**Prompt**
Put everything in the listing below, from the line containing "coach window in the photo above." down to the line containing "(1135, 669)", into a numbered list, leaving out any blank lines.

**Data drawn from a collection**
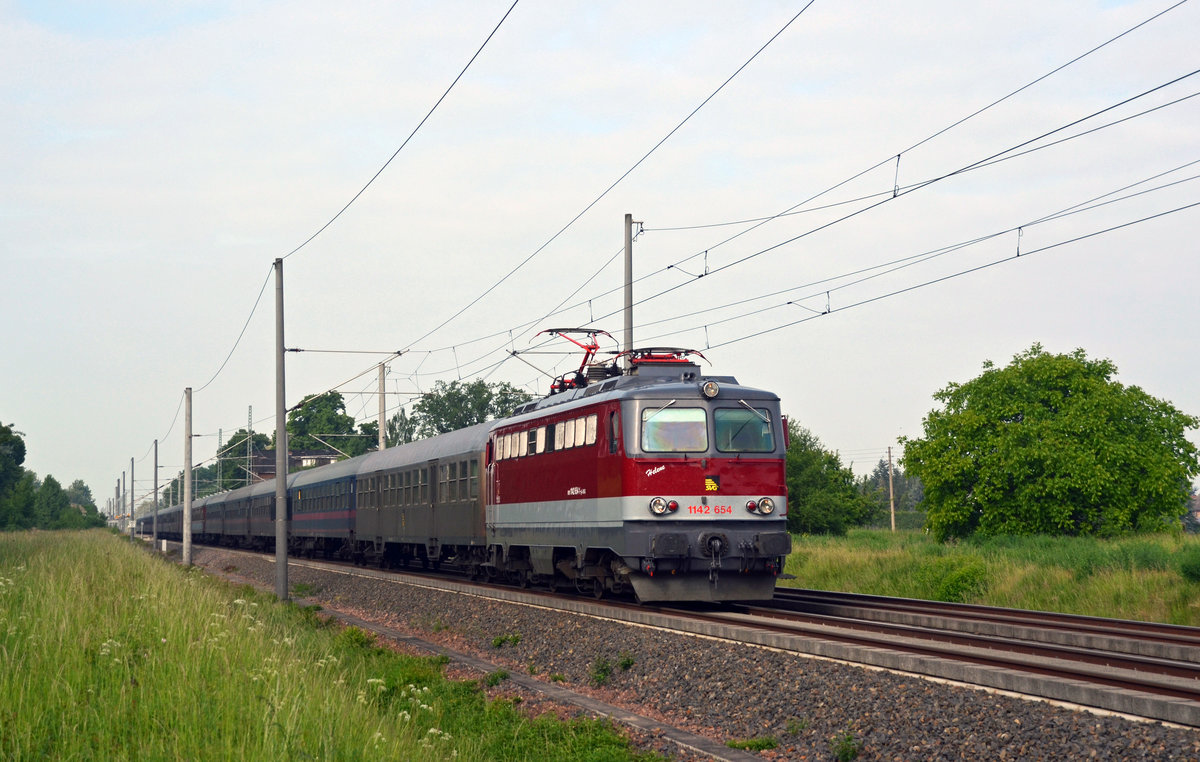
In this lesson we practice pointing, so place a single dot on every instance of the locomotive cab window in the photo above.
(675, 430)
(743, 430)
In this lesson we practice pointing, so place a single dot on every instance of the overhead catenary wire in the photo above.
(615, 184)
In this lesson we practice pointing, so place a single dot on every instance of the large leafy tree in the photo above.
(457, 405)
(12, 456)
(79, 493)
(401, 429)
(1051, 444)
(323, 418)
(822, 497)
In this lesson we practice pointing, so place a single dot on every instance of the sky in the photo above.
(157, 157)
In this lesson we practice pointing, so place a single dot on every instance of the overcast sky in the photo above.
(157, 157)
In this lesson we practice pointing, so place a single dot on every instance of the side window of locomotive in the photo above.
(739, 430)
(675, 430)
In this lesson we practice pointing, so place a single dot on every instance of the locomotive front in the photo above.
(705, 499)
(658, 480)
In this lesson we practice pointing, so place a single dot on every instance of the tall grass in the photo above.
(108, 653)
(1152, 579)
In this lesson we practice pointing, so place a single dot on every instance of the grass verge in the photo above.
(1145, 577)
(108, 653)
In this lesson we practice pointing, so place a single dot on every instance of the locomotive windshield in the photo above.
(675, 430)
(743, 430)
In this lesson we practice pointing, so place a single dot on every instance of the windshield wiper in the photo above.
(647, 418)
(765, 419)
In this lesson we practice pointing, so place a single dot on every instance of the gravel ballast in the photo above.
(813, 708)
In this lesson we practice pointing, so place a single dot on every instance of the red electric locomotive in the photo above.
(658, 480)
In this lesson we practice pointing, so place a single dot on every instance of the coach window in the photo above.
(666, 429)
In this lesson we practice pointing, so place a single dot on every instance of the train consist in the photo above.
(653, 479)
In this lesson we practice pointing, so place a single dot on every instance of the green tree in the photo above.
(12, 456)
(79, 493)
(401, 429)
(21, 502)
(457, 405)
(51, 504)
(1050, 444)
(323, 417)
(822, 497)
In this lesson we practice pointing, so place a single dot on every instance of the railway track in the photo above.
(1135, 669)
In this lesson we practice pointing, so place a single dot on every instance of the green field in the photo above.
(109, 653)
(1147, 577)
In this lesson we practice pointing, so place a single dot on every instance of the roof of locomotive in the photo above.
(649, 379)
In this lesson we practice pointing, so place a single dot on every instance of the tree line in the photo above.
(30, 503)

**Exercise response**
1. In this lesson we practice pointing, so place a single dot on every instance of the coach window in the photo above.
2. (666, 429)
3. In this lesson we practice pointing, so place a single dot on every instance of the train consist in the photo above.
4. (653, 479)
5. In this lesson we practice pointing, so place a single dot on every instance of the green tree in the photo above.
6. (12, 456)
7. (79, 493)
8. (401, 429)
9. (21, 502)
10. (457, 405)
11. (51, 504)
12. (1050, 444)
13. (323, 417)
14. (822, 497)
15. In this lesson we practice pointing, so place a single dot on every instance of the railway track in the photo above.
16. (1135, 669)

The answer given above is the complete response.